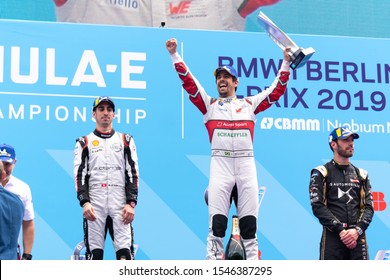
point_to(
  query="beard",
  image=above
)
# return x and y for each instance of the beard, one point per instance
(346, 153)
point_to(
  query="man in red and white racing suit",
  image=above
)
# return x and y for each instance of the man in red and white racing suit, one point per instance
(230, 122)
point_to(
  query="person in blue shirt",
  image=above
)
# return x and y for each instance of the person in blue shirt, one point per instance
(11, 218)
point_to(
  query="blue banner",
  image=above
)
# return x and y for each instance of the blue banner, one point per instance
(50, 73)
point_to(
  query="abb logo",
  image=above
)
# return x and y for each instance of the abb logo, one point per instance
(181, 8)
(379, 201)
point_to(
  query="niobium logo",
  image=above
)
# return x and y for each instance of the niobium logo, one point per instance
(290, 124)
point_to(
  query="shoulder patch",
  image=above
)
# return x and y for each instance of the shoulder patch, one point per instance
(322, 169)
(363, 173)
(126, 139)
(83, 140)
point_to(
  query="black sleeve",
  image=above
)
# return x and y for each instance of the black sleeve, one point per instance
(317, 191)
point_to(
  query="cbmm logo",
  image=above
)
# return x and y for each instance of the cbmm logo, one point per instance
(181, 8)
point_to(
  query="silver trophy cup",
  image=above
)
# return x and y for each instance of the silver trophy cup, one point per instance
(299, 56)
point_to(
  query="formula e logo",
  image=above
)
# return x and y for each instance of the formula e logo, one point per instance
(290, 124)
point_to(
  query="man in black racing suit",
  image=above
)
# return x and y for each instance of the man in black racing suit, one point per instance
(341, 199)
——
**WORK REQUIRED:**
Please count the lines above that hold the string "query" and reply with the number alone.

**ANSWER TO THIS EXERCISE:**
12